• [Your objective]: Copy the following lines verbatim.

========

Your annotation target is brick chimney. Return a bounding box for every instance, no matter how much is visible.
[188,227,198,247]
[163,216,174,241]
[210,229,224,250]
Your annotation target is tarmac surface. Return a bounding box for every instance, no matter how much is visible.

========

• [Correct output]:
Your annotation target is brick chimney. Return a bounding box for every instance, no matter how much is visible.
[188,227,198,247]
[163,216,174,241]
[210,229,224,250]
Your annotation target is tarmac surface. Return a bounding box for every instance, no matter how much is visible.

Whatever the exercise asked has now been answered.